■ What the task asks: Please write out the final portion of the records below exactly: the line containing "Spot the rear seat", every line after it, and nothing else.

Given data Start Marker

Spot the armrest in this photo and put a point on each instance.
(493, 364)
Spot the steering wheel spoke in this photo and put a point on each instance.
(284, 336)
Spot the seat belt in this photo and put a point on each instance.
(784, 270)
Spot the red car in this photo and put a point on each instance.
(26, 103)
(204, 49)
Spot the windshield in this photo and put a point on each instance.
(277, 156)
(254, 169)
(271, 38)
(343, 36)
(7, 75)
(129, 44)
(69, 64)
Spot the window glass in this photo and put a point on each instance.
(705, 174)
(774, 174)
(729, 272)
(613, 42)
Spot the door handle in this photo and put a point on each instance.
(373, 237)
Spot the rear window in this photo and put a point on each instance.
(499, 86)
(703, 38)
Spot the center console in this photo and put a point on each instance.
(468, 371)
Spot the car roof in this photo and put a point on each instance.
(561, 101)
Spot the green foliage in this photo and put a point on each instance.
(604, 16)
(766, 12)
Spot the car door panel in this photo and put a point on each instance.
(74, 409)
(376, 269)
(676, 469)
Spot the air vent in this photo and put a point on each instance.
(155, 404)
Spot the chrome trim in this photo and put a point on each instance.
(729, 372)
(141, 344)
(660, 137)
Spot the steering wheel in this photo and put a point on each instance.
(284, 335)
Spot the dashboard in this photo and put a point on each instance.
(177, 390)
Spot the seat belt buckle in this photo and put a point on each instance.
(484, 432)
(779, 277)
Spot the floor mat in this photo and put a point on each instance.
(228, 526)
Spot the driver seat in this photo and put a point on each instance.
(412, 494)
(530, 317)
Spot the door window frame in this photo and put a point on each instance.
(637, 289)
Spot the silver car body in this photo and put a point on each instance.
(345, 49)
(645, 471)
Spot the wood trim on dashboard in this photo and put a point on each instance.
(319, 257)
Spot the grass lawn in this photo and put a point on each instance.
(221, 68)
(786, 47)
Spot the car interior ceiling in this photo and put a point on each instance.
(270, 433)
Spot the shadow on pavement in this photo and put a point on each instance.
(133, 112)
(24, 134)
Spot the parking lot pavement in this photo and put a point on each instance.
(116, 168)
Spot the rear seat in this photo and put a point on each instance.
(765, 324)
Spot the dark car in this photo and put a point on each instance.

Given data End Marker

■ Worked solution:
Spot the rear seat in this photo and put a point on each instance.
(765, 324)
Spot the dark car in this photo and put a point on each instance.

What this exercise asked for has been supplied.